> Activity list
1) List every section heading in the water temperature text.
2) Rewrite the water temperature text starting with "The idea that" and going on through "at measurable depths.", putting "runners" in place of "athletes".

---------- Exercise text

Cold water exposure actually increased skin hydration slightly, while hot water decreased it. The researchers concluded that long, continuous water exposure damages the skin barrier overall, but hot water is notably more harmful. Their recommendation: use cold or lukewarm water for washing and avoid hot water on the skin when possible.

If you have eczema, rosacea, or naturally dry skin, this distinction matters even more. Hot water strips away the natural oils that keep your skin from drying out and can trigger flare-ups. Lukewarm to cool water lets you clean without as much disruption to the skin’s natural defenses.

The Pore Myth

You may have heard that cold water “closes your pores” while hot water “opens” them. This isn’t how pores work. Pores aren’t muscles. They can’t voluntarily open or contract in response to temperature. As dermatologist Dr. Zeichner puts it, they’re more like pipes that can become clogged with oil, causing them to dilate, but no water temperature can physically make them smaller or bigger.

There is one minor effect: cold water can trigger the tiny muscles along the side of hair follicles (the same ones responsible for goosebumps) to contract involuntarily. When this happens, the muscle can temporarily block a small portion of the pore’s opening. But this is an inconsistent, short-lived response, not a skincare strategy. Cool water does have a calming effect on skin by constricting blood vessels, which can reduce puffiness and redness temporarily.

Cold Water Rinses Won’t Make Hair Shinier

The idea that a cold rinse seals the hair cuticle and adds shine is one of the most persistent beauty myths. Hair is made of dead cells. The cuticle layer doesn’t respond to temperature changes the way living tissue does. A cold rinse won’t hurt your hair, but it won’t create a noticeable difference in shine or smoothness either. Shine comes from the condition of the hair itself, determined by moisture levels, chemical processing, and how you style it.

Cold Water and Muscle Recovery

Cold water immersion (ice baths, cold plunges) is widely used by athletes to reduce post-exercise soreness and inflammation. The logic seems sound: cold reduces blood flow and tissue temperature, which should slow the inflammatory response. And cold water immersion does reduce muscle temperature and blood flow at measurable depths.

--------------------
---------- Records

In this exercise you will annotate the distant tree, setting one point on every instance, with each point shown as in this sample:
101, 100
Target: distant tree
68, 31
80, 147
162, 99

--------------------

> Solutions to the tasks
1)
The Pore Myth
Cold Water Rinses Won’t Make Hair Shinier
Cold Water and Muscle Recovery

2)
The idea that a cold rinse seals the hair cuticle and adds shine is one of the most persistent beauty myths. Hair is made of dead cells. The cuticle layer doesn’t respond to temperature changes the way living tissue does. A cold rinse won’t hurt your hair, but it won’t create a noticeable difference in shine or smoothness either. Shine comes from the condition of the hair itself, determined by moisture levels, chemical processing, and how you style it.

Cold Water and Muscle Recovery

Cold water immersion (ice baths, cold plunges) is widely used by runners to reduce post-exercise soreness and inflammation. The logic seems sound: cold reduces blood flow and tissue temperature, which should slow the inflammatory response. And cold water immersion does reduce muscle temperature and blood flow at measurable depths.